*** Supplied material ***

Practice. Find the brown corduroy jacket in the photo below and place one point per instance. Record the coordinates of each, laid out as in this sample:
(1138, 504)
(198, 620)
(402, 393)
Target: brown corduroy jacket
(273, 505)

*** End of Supplied material ***
*** Supplied material ***

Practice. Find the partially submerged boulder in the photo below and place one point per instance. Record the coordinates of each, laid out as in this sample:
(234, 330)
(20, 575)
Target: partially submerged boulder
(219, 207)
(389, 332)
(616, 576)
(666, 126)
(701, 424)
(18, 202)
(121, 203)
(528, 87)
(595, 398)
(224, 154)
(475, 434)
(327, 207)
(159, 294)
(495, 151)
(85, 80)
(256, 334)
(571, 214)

*** End of Supplied material ***
*** Supplied material ***

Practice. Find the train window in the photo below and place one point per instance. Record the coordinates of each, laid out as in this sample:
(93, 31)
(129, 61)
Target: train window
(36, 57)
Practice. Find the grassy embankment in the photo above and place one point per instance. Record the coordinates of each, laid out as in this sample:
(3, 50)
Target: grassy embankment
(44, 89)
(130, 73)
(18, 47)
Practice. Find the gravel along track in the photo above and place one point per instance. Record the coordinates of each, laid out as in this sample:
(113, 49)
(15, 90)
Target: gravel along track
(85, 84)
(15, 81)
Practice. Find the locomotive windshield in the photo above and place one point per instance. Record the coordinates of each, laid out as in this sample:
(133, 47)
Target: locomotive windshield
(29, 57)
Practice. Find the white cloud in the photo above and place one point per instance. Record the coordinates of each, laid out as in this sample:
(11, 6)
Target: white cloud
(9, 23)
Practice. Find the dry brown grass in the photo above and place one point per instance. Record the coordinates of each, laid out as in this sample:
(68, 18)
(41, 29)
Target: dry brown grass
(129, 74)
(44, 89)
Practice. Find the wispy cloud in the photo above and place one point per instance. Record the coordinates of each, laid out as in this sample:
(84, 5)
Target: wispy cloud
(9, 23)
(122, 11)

*** End of Supplied material ***

#### Your goal:
Looking at the records, report the number of lines that hold the string "below", with no other text.

#### Completed exercise:
3